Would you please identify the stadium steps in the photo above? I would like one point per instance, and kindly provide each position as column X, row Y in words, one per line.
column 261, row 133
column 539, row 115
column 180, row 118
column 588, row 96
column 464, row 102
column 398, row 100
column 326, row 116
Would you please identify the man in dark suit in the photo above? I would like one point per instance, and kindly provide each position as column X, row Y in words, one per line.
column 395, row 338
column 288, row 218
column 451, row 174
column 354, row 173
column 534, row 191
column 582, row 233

SET TASK -
Copy all of the data above line for line, changing nothing.

REPLY TO THE EXERCISE -
Would you please identify the stadium steps in the photo above? I would like one point per instance, and kindly provide each position as column X, row Y in words, one per line.
column 261, row 133
column 539, row 115
column 180, row 118
column 588, row 96
column 464, row 102
column 398, row 100
column 326, row 116
Would you please identify the man in dark suit in the photo above? I would like one point per instance, and kindly provide each position as column X, row Y in words, one per line.
column 395, row 338
column 288, row 218
column 451, row 174
column 354, row 173
column 534, row 191
column 582, row 233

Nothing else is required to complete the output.